- Directions for this task
Reproduce all of the material below, requests included, and shift every coordinate in the answers by adding 45 to each of its numbers. Leave the pictures out of your answer.

- Records for this task
★ ★ ★ ★ ★
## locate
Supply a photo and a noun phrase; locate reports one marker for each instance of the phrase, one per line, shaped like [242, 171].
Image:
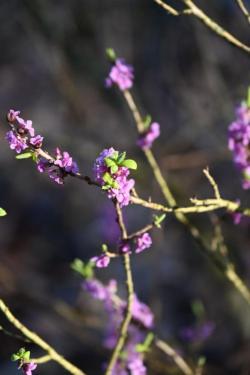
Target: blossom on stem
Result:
[143, 242]
[120, 74]
[147, 138]
[28, 368]
[239, 142]
[132, 360]
[110, 172]
[58, 168]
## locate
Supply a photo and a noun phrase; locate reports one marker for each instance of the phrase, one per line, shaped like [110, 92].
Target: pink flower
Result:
[121, 74]
[28, 368]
★ ★ ★ ★ ★
- Task solution
## locate
Supply a photo and a noun phrase; locate reports one marker for each instance of the phrase, one per line, shaped like [242, 171].
Image:
Target: blossom on stem
Result:
[188, 287]
[165, 119]
[192, 183]
[73, 413]
[284, 187]
[177, 405]
[155, 217]
[103, 213]
## locate
Supply a photo and a noun phrase; locate reports one marker for each instance of the phrase, one per line, shaped like [110, 92].
Target: pink flower
Result:
[166, 119]
[73, 413]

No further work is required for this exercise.